::: MATERIAL MOSTRADO :::

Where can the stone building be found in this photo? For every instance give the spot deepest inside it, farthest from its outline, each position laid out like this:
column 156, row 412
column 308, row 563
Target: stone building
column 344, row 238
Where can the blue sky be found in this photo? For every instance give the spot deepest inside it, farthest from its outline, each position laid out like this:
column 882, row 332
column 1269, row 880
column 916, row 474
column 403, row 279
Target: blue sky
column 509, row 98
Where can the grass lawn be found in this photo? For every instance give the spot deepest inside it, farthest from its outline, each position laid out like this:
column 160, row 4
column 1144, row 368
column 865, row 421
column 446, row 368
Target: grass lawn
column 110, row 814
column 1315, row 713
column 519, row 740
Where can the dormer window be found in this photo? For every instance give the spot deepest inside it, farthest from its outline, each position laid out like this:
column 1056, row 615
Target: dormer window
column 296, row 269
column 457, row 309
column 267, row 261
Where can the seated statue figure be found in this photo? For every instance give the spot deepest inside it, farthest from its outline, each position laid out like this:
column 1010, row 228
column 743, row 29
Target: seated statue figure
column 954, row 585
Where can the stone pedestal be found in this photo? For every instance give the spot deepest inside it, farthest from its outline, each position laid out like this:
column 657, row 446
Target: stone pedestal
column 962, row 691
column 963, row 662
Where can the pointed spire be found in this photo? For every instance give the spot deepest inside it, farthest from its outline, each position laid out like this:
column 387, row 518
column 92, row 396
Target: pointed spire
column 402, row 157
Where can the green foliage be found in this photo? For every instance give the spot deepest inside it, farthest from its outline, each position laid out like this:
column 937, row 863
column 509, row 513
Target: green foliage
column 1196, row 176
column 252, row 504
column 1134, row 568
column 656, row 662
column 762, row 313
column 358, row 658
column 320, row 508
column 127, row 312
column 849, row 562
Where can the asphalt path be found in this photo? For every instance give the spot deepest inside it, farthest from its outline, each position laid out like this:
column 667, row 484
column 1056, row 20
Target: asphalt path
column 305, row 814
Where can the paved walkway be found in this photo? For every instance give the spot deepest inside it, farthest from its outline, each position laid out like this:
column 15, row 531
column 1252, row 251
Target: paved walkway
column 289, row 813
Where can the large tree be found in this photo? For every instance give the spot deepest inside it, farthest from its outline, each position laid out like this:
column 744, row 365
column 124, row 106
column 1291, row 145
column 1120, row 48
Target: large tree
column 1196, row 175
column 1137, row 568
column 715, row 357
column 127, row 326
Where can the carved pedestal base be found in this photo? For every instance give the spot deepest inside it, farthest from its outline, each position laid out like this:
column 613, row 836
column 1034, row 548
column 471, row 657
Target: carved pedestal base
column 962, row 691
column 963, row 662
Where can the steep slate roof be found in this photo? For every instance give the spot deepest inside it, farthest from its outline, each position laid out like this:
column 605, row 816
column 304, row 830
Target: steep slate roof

:::

**TAREA**. Reescribe todas estas líneas como una tabla en Markdown con las columnas «N.º» y «Línea», una fila por línea y sin incluir las líneas en blanco.

**RESPUESTA**.
| N.º | Línea |
|---|---|
| 1 | Where can the stone building be found in this photo? For every instance give the spot deepest inside it, farthest from its outline, each position laid out like this: |
| 2 | column 156, row 412 |
| 3 | column 308, row 563 |
| 4 | Target: stone building |
| 5 | column 344, row 238 |
| 6 | Where can the blue sky be found in this photo? For every instance give the spot deepest inside it, farthest from its outline, each position laid out like this: |
| 7 | column 882, row 332 |
| 8 | column 1269, row 880 |
| 9 | column 916, row 474 |
| 10 | column 403, row 279 |
| 11 | Target: blue sky |
| 12 | column 509, row 98 |
| 13 | Where can the grass lawn be found in this photo? For every instance give the spot deepest inside it, farthest from its outline, each position laid out like this: |
| 14 | column 160, row 4 |
| 15 | column 1144, row 368 |
| 16 | column 865, row 421 |
| 17 | column 446, row 368 |
| 18 | Target: grass lawn |
| 19 | column 110, row 814 |
| 20 | column 1315, row 713 |
| 21 | column 519, row 740 |
| 22 | Where can the dormer window be found in this photo? For every instance give the spot deepest inside it, farthest from its outline, each position laid out like this: |
| 23 | column 1056, row 615 |
| 24 | Target: dormer window |
| 25 | column 296, row 269 |
| 26 | column 457, row 309 |
| 27 | column 267, row 261 |
| 28 | Where can the seated statue figure be found in this photo? For every instance give the spot deepest inside it, farthest from its outline, each position laid out like this: |
| 29 | column 1010, row 228 |
| 30 | column 743, row 29 |
| 31 | Target: seated statue figure |
| 32 | column 954, row 585 |
| 33 | Where can the stone pedestal be found in this photo? For every instance give the spot deepest inside it, farthest from its outline, each position laid out like this: |
| 34 | column 657, row 446 |
| 35 | Target: stone pedestal |
| 36 | column 962, row 691 |
| 37 | column 963, row 662 |
| 38 | Where can the pointed spire be found in this photo? For every instance give the spot deepest inside it, farthest from its outline, each position laid out like this: |
| 39 | column 387, row 518 |
| 40 | column 92, row 396 |
| 41 | Target: pointed spire |
| 42 | column 402, row 157 |
| 43 | Where can the green foliage be found in this photo? For every instance give the spot deepest inside it, farthest from its outline, each position laid out like this: |
| 44 | column 937, row 863 |
| 45 | column 509, row 513 |
| 46 | Target: green foliage |
| 47 | column 1196, row 176 |
| 48 | column 252, row 504 |
| 49 | column 1134, row 568 |
| 50 | column 656, row 662 |
| 51 | column 762, row 313 |
| 52 | column 358, row 658 |
| 53 | column 320, row 508 |
| 54 | column 127, row 312 |
| 55 | column 849, row 562 |
| 56 | Where can the asphalt path be found in this photo? For every instance give the spot deepest inside it, farthest from its outline, each position laid out like this: |
| 57 | column 667, row 484 |
| 58 | column 1056, row 20 |
| 59 | Target: asphalt path |
| 60 | column 305, row 814 |
| 61 | Where can the paved walkway be found in this photo? For every instance give the spot deepest inside it, farthest from its outline, each position laid out like this: |
| 62 | column 15, row 531 |
| 63 | column 1252, row 251 |
| 64 | Target: paved walkway |
| 65 | column 289, row 813 |
| 66 | Where can the large tree be found in this photo? For every instance give the spot deepest inside it, farthest from its outline, each position laid out like this: |
| 67 | column 744, row 365 |
| 68 | column 124, row 106 |
| 69 | column 1291, row 145 |
| 70 | column 1120, row 48 |
| 71 | Target: large tree |
| 72 | column 1196, row 175 |
| 73 | column 1137, row 568 |
| 74 | column 715, row 357 |
| 75 | column 127, row 326 |
| 76 | Where can the carved pedestal base be found in this photo? For every instance give the spot deepest inside it, farthest from its outline, each position laid out like this: |
| 77 | column 613, row 836 |
| 78 | column 1034, row 548 |
| 79 | column 471, row 657 |
| 80 | Target: carved pedestal base |
| 81 | column 962, row 691 |
| 82 | column 963, row 662 |
| 83 | Where can the steep slate roof be found in this photo? For every instance give the spot deepest inside it, farthest from its outline, each position laid out like this: |
| 84 | column 605, row 816 |
| 85 | column 304, row 830 |
| 86 | Target: steep slate roof |